** Trecho **
- - -
Pular para o conteúdo principal

Jack The Joker - Mors Volta

 Metal Progressivo é o nome dado ao subgênero que uniu as experimentações musicais do rock progressivo dos anos 70 com o peso e distorção do heavy metal dos anos 80. Nessa categoria estão juntos bandas com sons tão díspares quanto Symphony X e Opeth, clássicas como Dream Theater e inovadoras como Mastodon. O desafio é agregar ao metal elementos como o jazz, folk e música erudita e daí sair um resultado coeso, o que nem sempre ocorre, fazendo com que o estilo seja conhecido principalmente pelos seus excessos. Porém, o estilo também conta dentre suas características com a habilidade técnica de seus músicos, além da criatividade e inovação de seus compositores.

O paradigma do estilo foi definido nos anos 90 por bandas dos Estados Unidos e Europa, embora nunca tenha sido um estilo massificado, conquistou seu nicho de fãs e influenciou diversas bandas ao longo dos anos. O Brasil não chegou a produzir um grande nome no estilo, embora características do prog estejam presentes nas duas mais famosas bandas nacionais Angra e Sepultura. É certo que há uma grande quantidade de bandas de progressivo de inquestionável qualidade, mas ainda assim não há um grande representante nacional do estilo. Lacuna que pode ser preenchida com o trabalhando da banda cearense Jack The Joker.

Será cedo para dizer que a banda está aí para suprir essa lacuna? Após o ouvir o segundo e mais recente disco da banda, creio que não.
- - -
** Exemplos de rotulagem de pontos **
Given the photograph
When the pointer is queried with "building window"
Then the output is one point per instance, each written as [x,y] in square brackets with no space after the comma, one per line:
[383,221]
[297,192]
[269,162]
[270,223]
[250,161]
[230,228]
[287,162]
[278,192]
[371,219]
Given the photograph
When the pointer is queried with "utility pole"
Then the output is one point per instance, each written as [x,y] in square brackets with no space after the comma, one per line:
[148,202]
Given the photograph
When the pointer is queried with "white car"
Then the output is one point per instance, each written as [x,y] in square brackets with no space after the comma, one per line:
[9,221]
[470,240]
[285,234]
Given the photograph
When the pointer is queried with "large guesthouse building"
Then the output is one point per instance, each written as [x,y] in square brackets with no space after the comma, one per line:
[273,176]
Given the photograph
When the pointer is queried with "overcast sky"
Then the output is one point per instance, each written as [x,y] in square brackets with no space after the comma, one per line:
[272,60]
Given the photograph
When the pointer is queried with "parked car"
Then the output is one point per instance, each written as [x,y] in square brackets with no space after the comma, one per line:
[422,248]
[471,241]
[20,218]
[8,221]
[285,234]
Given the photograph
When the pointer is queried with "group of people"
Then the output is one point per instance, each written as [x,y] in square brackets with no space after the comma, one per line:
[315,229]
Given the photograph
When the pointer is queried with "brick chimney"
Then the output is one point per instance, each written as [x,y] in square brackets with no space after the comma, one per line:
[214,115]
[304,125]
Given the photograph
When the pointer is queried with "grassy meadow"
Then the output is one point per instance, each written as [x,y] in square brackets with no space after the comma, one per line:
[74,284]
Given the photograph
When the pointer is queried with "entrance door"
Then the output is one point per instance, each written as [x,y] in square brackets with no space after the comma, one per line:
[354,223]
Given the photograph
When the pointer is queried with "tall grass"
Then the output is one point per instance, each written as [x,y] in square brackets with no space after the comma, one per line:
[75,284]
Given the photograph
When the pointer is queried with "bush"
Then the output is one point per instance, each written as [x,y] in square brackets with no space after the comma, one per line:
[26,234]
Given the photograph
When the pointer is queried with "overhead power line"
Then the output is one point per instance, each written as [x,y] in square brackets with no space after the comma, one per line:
- - -
** Objetivos **
1. Liste todas as bandas mencionadas pelo nome no trecho.
2. De acordo com o trecho, em que década o paradigma do metal progressivo foi definido?
3. Transcreva do trecho tudo o que vai de "Jack The Joker - Mors" até "de seus compositores.".
A listagem não é necessária para realizar as tarefas.

** Respostas esperadas **
1. Symphony X, Opeth, Dream Theater, Mastodon, Angra, Sepultura e Jack The Joker.

2. Nos anos 90.

3.
Jack The Joker - Mors Volta

 Metal Progressivo é o nome dado ao subgênero que uniu as experimentações musicais do rock progressivo dos anos 70 com o peso e distorção do heavy metal dos anos 80. Nessa categoria estão juntos bandas com sons tão díspares quanto Symphony X e Opeth, clássicas como Dream Theater e inovadoras como Mastodon. O desafio é agregar ao metal elementos como o jazz, folk e música erudita e daí sair um resultado coeso, o que nem sempre ocorre, fazendo com que o estilo seja conhecido principalmente pelos seus excessos. Porém, o estilo também conta dentre suas características com a habilidade técnica de seus músicos, além da criatividade e inovação de seus compositores.